** start Text shown **

Fig. 2. Schematic of self-driving autonomic optical networking system. 

Service Provisioning Policy Design: We have performed studies on designing autonomic routing and spectrum assignment (RMSA) agents (called DeepRMSA) based on the proposed autonomic networking framework. Fig. 3 shows an example of RMSA operations in EON, where two lightpath requests R_1 (from node 1 to node 4) and R_2 (from node 2 to node 5) arrive sequentially, each demanding for bandwidth of 2 or 4 frequency slots (FS’s). For the sake of clarity, we reduce the optimization dimension of the RMSA problem by fixing the routing paths as 1-2-4 and 2-4-5, respectively, and omitting the modulation format assignment procedure. Based on the spectrum utilization state on each link, two FS-blocks (i.e., [1,5] and [9,10]) are available on path 1-2-4. However, the only correct policy is allocating FS-block [9,10] to R_1 (where both of the requests are successfully serviced), since otherwise, R_2 will be blocked due to the lack of spare spectra on link 2-4. Note that, more practical RMSA problems involving realistic-scale topologies and larger link capacities while allowing flexible routing and modulation format choices would be much more complicated than that given by the above example. 

Fig. 3. An example of RMSA operations in EON. 

In our design, we make the DeepRMSA agents read information of lightpath requests (source, destination nodes, bandwidth requirements, service duration) and the spectrum utilization state on K shortest candidate routing paths. For each path, we compute the number of FS’s required based on an impairment-aware model, the total number of available FS’s, the average size of available FS blocks (consecutive available FS’s), and the size and starting position of the first available FS block. We adopt a fully-connected DNN consisting of five hidden layers of 128 neurons and a single-layer policy and value heads. An agent receives a reward of 1 or -1 if a lightpath request is successfully serviced or is rejected. For more details of the training process, please refer to our work in [2]. Fig. 4 plots the results of request blocking probability, where SP-FF and KSP-FF are baselines algorithms found as the state of the art. It can be seen that DeepRMSA successfully beats both of the baselines after training of around 30,000 epochs and eventually can achieve a blocking reduction of 45.9% compared with KSF-FF. The average spectrum utilization ratios from DeepRMSA (after training of 200,000 epochs), KSP-FF and SP-FF are 32.6%, 30.4%, and 27.2%, respectively. Since DeepRMSA enables to accommodate more requests, it utilizes the largest amount of spectrum resources. 

Fig. 4. Results of request blocking probability during the learning process.

** end Text shown **
** start Provided material **

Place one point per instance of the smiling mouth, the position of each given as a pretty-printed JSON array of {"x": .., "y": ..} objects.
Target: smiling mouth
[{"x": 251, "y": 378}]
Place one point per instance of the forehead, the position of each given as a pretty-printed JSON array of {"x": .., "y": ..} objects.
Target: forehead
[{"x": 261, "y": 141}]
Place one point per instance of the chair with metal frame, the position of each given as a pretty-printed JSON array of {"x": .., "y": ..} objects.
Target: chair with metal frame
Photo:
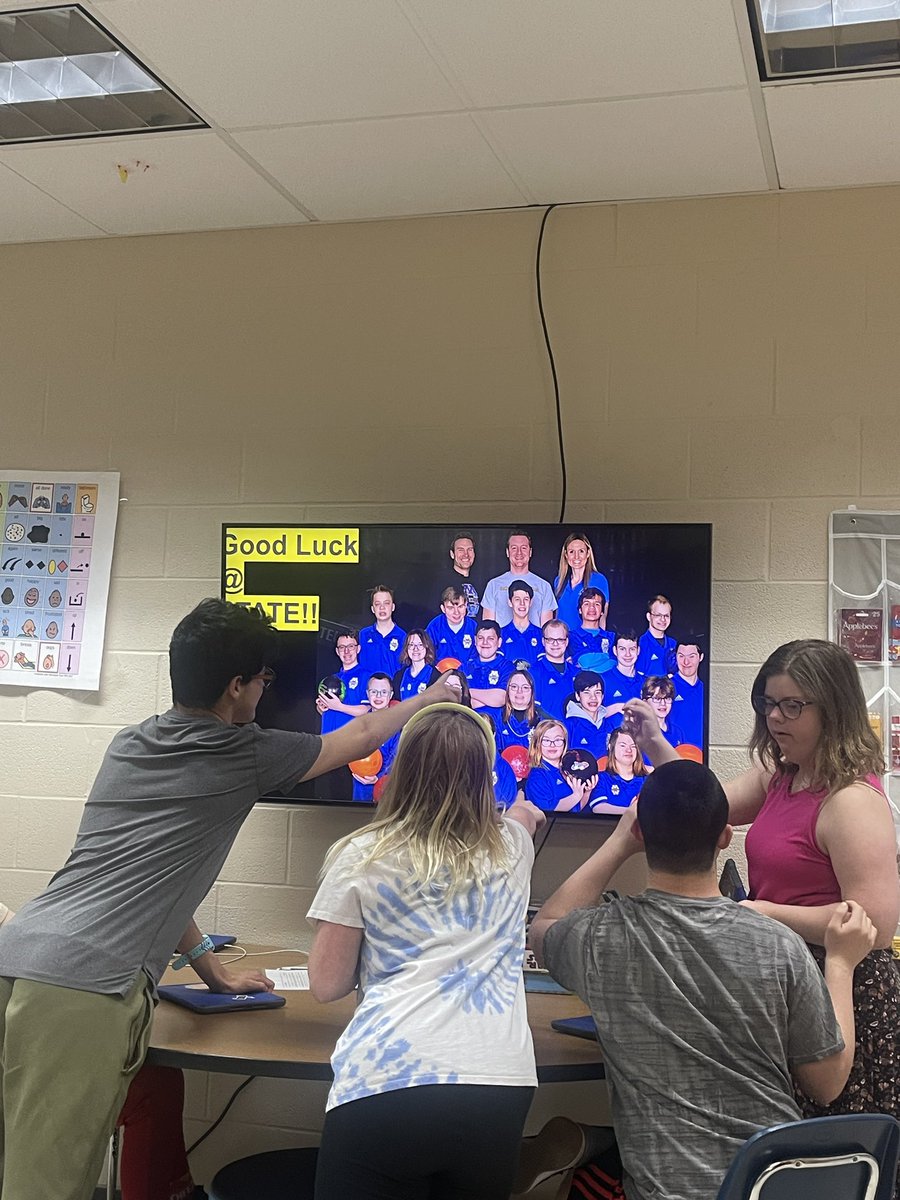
[
  {"x": 275, "y": 1173},
  {"x": 850, "y": 1157}
]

** end Provided material **

Prompt 1 :: Translate this sentence from the DeepRMSA text into Spanish: "An agent receives a reward of 1 or -1 if a lightpath request is successfully serviced or is rejected."
Prompt 2 :: Carry on the DeepRMSA text from its last sentence.
The data were taken from a separate source.

Final answer 1 :: Un agente recibe una recompensa de 1 o -1 si una solicitud de camino óptico se atiende con éxito o se rechaza.

Final answer 2 ::
System design and implementation: This resarch also aims at designing and implementing a self-driving autonomic prototype system for verifying the proposed designs, as shown in Fig. 5 for a two-domain seven-node SD-EON network testbed. The first domain has a star-ring architecture that consists of four nodes, while the second domain has a three-node ring architecture. Each node is connected to other nodes by spools of single-mode fiber (SMF) or dispersion shifted fiber (DSF) of different lengths (15, 20, and 25 km). A 10 GBd 16-QAM coherent transmitter generates the testing signal used for data training and prediction. This signal is multiplexed with 20 50 GHz spacing 10 Gb/s dense wavelength division multiplexing (DWDM) on-off keying (OOK) signals, serving as the background traffic. The signal at the output of the multiplexer is injected into the testbed. The optical spectrum analyzer (OSA)-based OPMs are placed at the inputs of each node to monitor the optical power and the spectrum occupancy of background traffics.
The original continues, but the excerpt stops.